**Exercise objective:** Copy out only the stretch of the material below from the line containing "You should see the patterned" through the end, keeping every line, requests included. Multiply each bounding-box coordinate in the answers by 1.9 and round to whole numbers, with halves rounding up.

┌──

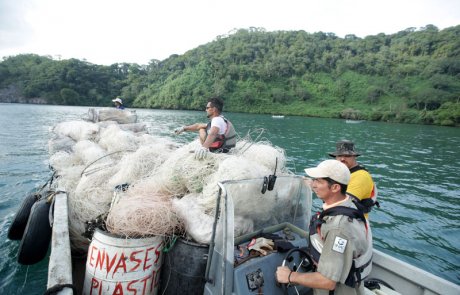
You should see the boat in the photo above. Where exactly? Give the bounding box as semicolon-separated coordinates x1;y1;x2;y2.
345;119;364;124
48;175;460;295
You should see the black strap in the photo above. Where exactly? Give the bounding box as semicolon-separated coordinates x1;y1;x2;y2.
350;165;367;173
319;206;366;223
43;284;77;295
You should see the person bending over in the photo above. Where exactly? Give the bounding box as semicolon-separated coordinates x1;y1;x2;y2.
174;97;236;159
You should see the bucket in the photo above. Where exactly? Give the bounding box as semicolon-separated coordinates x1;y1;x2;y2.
160;239;209;295
83;230;164;295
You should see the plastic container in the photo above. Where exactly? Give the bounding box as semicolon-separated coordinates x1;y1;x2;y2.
83;230;164;295
160;239;209;295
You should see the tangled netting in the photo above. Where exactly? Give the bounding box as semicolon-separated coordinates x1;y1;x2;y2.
49;109;289;251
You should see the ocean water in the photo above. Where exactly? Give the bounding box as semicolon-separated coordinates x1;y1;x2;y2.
0;104;460;294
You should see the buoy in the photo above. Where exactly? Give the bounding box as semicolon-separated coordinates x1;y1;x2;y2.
18;198;51;265
8;192;41;240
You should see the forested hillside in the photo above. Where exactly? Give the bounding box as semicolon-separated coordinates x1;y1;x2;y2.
0;25;460;126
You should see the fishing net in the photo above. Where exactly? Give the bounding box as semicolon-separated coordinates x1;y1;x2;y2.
49;114;289;252
106;191;181;238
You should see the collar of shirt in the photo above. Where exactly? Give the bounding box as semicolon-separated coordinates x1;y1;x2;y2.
323;197;348;210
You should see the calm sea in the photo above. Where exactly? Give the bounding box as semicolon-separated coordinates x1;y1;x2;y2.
0;104;460;294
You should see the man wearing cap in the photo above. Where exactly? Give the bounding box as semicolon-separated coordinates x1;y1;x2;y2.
112;97;125;110
174;97;237;160
276;160;372;295
329;140;379;218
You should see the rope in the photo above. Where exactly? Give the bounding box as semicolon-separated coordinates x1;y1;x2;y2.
43;284;77;295
80;150;134;176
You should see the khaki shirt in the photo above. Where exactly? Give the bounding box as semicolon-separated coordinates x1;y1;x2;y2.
314;199;372;295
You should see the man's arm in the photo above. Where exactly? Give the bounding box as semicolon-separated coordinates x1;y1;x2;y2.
203;126;219;148
276;266;336;290
174;123;208;134
184;123;207;131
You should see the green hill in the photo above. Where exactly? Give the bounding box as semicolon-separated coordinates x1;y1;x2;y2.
0;25;460;126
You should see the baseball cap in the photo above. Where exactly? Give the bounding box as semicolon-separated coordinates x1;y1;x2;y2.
305;160;350;185
112;97;123;104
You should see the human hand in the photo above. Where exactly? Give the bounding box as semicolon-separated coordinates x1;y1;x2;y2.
275;266;291;284
195;146;209;160
248;238;275;256
174;126;185;135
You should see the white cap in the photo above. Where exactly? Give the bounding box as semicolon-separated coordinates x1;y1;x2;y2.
112;97;123;104
305;160;350;185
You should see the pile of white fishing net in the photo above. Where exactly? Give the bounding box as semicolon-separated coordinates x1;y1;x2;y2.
49;109;289;251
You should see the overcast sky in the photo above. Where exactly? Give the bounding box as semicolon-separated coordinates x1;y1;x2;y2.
0;0;460;65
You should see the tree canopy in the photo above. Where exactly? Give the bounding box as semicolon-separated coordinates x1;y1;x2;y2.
0;25;460;126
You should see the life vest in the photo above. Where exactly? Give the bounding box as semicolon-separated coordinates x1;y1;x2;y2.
206;116;236;153
308;206;372;288
347;165;380;213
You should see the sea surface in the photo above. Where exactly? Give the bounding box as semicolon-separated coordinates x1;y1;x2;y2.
0;104;460;294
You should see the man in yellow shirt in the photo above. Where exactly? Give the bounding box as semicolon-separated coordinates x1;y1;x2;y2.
329;140;379;218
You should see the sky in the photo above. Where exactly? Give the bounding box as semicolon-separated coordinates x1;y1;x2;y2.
0;0;460;65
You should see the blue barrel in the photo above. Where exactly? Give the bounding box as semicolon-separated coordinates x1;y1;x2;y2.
158;239;209;295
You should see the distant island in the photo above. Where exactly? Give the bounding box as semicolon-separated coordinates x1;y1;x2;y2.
0;25;460;127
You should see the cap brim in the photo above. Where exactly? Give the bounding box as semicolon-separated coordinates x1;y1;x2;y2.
328;152;361;158
305;167;328;178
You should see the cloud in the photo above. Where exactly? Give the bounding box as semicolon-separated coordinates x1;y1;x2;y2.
0;0;460;65
0;0;33;50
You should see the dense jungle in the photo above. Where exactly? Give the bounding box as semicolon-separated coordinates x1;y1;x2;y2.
0;25;460;127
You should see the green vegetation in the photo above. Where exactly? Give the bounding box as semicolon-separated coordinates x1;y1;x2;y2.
0;25;460;126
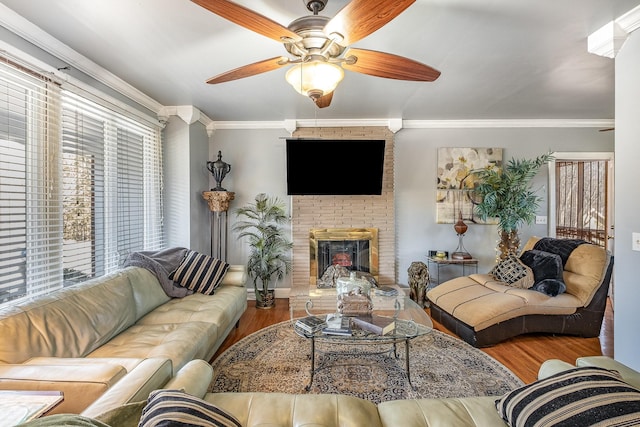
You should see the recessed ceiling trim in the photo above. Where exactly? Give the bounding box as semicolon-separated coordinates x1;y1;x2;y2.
587;6;640;58
213;119;615;132
0;3;163;113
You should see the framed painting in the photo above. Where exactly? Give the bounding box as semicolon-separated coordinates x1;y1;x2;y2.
436;147;502;224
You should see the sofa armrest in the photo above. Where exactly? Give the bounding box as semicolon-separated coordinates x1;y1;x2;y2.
0;363;127;414
220;264;249;286
82;358;173;418
576;356;640;388
538;359;575;380
162;359;213;398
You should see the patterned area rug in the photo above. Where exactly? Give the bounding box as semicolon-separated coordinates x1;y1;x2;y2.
209;321;523;403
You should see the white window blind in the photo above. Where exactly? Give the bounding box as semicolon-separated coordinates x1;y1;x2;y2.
0;58;164;305
62;91;163;280
0;61;62;304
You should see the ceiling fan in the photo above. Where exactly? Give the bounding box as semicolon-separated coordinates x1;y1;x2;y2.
192;0;440;108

└──

**Complete output:**
You should see the patterned area rug in the photo above. Where exactly? Give the bounding box as semicolon-separated coordinates x1;y1;x2;y2.
397;610;994;766
You should see the white window blind in the photo above. Where exactly? Give the bounding box as semicolon-separated coordinates x1;y1;x2;y2.
0;110;312;580
118;173;310;532
0;116;118;578
You should see the ceiling fan in the photo above. Where exactly? Give the bounding box as semicolon-separated coordinates x1;y1;x2;y2.
365;0;836;205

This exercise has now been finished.